#### Input records:

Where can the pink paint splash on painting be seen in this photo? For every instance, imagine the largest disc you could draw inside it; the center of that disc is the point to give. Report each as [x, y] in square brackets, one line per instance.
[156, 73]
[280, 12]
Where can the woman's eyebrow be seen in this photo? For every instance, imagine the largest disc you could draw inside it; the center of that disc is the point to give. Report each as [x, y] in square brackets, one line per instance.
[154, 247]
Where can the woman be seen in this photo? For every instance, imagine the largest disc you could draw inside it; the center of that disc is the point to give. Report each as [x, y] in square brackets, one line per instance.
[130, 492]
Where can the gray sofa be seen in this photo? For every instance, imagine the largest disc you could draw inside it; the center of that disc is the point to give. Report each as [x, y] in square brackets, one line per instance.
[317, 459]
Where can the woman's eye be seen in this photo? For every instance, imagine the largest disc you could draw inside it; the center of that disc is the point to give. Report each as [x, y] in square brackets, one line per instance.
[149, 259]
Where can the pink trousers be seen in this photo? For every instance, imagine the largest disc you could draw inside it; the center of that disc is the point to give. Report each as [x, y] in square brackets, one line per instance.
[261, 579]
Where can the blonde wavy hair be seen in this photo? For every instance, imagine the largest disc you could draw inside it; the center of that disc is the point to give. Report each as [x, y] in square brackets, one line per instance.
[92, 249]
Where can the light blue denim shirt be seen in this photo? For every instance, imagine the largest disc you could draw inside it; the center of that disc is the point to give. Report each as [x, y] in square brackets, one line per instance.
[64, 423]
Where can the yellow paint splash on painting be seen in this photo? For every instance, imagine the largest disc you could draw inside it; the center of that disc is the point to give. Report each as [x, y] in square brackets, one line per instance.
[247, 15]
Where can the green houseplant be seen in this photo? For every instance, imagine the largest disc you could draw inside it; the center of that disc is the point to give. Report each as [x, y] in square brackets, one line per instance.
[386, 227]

---

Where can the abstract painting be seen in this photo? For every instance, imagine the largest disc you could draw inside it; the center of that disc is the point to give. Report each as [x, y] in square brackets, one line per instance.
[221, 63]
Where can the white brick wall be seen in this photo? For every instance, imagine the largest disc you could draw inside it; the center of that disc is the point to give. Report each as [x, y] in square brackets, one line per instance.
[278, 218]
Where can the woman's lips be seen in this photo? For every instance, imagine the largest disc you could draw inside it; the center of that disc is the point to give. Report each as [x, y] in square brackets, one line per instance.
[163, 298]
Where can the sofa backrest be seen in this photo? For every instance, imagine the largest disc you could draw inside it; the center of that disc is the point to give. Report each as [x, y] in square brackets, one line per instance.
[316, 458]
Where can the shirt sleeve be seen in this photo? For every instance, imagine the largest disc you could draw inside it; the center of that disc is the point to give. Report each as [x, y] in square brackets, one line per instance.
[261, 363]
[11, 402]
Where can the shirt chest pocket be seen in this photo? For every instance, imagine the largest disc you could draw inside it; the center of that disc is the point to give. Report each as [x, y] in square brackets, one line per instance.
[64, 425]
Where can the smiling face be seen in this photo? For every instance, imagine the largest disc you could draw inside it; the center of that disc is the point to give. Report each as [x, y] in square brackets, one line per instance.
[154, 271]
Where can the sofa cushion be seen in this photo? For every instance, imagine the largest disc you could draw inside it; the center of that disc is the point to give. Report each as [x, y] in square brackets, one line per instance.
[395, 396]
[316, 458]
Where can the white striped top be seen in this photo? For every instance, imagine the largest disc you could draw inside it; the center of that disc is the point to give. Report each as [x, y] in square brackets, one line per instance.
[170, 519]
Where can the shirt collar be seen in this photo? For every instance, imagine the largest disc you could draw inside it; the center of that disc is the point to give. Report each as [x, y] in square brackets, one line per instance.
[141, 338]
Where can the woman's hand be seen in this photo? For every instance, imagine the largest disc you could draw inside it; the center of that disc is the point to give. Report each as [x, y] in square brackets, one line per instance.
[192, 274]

--

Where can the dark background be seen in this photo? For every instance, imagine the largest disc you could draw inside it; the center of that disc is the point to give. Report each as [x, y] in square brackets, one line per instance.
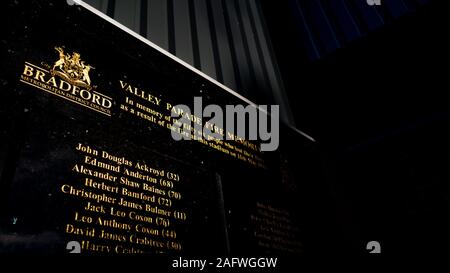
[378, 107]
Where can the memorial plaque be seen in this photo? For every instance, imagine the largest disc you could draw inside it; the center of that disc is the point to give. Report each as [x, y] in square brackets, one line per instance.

#### Assignment:
Please repeat, exactly as written, the lines in the records above, starting with the one that has "Where can the dark" and going on through the one that has "Where can the memorial". Pictures are to be left out.

#### Solution to this task:
Where can the dark background be seen in this photo? For every instance, imagine the largest disc you could draw inside it; the center of that disc is the point to give. Report each as [x, y] in square brackets, one line per instance.
[378, 107]
Where can the memorial plaque be seen in this photo? For every instance, imagine the largest disc you could draw inside it; the center of that disc is the point to give. Report each as [x, y] in square brackets, one line per instance.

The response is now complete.